Task goal. Pick out each line of the listing that contains the string "brick" and copy those lines in full. Treat uppercase and lowercase as different, so only matches with the same case count.

Extracted entries.
_ _ _ _ _ _ _
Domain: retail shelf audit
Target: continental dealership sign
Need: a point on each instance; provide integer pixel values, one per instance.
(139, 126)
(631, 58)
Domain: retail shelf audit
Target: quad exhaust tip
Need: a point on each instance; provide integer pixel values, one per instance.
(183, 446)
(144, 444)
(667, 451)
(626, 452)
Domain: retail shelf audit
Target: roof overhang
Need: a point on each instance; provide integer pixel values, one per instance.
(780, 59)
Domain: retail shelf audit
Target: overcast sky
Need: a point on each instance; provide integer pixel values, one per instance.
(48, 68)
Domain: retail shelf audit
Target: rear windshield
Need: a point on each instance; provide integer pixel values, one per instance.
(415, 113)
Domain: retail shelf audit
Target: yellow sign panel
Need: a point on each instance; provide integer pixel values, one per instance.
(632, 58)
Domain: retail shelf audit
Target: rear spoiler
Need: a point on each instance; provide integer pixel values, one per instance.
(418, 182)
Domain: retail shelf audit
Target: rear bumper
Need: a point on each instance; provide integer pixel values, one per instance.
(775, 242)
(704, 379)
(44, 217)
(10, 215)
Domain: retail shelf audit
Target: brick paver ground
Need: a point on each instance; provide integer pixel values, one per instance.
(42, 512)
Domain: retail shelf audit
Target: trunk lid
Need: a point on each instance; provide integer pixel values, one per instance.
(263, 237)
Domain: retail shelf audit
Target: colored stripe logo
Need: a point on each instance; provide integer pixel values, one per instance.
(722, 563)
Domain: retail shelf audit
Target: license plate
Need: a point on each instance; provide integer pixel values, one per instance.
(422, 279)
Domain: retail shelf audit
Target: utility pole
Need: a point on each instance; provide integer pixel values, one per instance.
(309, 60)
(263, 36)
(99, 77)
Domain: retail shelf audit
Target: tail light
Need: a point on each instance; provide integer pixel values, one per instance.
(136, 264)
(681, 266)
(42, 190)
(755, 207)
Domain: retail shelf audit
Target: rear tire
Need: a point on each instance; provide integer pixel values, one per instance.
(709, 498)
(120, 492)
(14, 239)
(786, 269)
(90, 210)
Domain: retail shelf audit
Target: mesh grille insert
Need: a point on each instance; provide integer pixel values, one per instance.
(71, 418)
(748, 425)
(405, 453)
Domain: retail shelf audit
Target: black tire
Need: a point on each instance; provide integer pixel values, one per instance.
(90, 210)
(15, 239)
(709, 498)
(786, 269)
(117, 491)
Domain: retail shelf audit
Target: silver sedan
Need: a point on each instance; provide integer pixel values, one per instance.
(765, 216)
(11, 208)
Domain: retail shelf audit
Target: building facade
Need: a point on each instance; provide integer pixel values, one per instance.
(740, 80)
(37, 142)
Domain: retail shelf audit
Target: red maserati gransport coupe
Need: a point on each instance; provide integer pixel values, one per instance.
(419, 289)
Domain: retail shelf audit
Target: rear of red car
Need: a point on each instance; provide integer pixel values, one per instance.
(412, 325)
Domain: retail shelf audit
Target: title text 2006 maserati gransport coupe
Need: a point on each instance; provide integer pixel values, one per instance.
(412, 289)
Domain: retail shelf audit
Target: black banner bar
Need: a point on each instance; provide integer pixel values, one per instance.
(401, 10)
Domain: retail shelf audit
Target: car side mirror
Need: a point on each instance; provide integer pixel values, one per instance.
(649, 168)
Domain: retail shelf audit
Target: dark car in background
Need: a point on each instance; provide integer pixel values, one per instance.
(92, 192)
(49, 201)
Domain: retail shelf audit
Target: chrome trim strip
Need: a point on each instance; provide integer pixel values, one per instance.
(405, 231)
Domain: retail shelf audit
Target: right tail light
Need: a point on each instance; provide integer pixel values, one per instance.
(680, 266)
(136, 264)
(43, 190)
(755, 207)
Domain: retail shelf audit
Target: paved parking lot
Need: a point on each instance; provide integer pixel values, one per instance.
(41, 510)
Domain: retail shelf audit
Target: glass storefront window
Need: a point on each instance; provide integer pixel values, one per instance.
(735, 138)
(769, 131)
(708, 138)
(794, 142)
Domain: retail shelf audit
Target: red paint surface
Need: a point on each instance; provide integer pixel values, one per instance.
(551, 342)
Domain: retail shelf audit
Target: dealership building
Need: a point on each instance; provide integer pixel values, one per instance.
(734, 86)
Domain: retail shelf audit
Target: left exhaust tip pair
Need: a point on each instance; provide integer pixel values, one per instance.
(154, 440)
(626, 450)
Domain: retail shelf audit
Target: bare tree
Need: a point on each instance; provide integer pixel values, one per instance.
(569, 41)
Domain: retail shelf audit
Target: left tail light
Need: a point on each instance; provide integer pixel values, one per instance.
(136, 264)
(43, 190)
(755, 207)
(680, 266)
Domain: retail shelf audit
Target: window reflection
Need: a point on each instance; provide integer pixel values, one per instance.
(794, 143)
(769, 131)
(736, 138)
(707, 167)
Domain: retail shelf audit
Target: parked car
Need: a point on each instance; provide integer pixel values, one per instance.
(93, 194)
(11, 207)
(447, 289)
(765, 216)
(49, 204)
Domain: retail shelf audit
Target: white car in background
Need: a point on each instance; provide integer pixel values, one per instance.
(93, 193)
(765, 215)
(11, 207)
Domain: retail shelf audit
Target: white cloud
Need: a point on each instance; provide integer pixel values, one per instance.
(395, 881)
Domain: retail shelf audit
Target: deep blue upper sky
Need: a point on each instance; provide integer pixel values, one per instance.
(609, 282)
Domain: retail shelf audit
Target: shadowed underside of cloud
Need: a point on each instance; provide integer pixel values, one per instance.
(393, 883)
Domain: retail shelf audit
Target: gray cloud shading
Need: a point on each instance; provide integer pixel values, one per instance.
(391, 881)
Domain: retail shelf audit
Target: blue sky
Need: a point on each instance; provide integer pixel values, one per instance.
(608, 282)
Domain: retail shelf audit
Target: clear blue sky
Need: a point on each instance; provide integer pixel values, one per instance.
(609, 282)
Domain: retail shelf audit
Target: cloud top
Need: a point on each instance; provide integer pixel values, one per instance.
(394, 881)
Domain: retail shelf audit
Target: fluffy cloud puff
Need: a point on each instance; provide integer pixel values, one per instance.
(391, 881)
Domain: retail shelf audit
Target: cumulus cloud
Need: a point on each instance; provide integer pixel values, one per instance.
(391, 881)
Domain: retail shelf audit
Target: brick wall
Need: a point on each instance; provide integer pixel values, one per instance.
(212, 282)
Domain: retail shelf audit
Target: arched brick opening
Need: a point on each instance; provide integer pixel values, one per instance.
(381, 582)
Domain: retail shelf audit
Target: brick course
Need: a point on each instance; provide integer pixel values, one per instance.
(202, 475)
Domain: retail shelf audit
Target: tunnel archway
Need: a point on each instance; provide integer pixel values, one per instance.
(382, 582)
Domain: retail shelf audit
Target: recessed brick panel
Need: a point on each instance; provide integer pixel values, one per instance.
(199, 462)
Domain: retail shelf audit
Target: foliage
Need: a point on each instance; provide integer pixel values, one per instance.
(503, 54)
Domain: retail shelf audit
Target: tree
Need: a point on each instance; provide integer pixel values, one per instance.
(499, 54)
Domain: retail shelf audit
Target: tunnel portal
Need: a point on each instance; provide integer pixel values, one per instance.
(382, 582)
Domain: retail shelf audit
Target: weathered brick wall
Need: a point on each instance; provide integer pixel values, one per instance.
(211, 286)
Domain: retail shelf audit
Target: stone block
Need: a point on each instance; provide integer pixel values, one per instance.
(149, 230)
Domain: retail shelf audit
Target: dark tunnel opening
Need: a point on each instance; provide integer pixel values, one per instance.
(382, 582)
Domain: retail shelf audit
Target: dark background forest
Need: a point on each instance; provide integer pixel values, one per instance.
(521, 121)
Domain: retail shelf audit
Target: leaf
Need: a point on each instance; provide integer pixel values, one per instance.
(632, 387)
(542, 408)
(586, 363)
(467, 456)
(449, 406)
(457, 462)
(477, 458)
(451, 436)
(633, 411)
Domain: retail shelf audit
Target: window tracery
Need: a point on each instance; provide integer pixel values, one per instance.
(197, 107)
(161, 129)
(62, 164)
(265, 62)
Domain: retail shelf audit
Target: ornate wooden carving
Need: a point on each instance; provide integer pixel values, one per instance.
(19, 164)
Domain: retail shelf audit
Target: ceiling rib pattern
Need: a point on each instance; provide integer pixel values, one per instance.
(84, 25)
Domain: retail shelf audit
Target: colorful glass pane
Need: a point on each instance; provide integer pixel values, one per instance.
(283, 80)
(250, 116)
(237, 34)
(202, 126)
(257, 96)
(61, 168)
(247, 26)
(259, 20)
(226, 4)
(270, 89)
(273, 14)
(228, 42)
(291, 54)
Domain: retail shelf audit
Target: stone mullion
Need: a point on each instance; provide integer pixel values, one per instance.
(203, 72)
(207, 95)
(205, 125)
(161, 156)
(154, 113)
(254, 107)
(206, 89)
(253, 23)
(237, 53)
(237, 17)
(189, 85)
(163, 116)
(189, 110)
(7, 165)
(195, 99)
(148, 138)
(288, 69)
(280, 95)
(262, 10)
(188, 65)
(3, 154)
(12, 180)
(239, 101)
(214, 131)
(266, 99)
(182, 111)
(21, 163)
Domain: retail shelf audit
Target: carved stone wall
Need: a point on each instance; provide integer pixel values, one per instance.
_ _ _ _ _ _ _
The response.
Target: brick paver ground
Target: brick wall
Target: arched brick opening
Target: brick course
Target: recessed brick panel
Target: weathered brick wall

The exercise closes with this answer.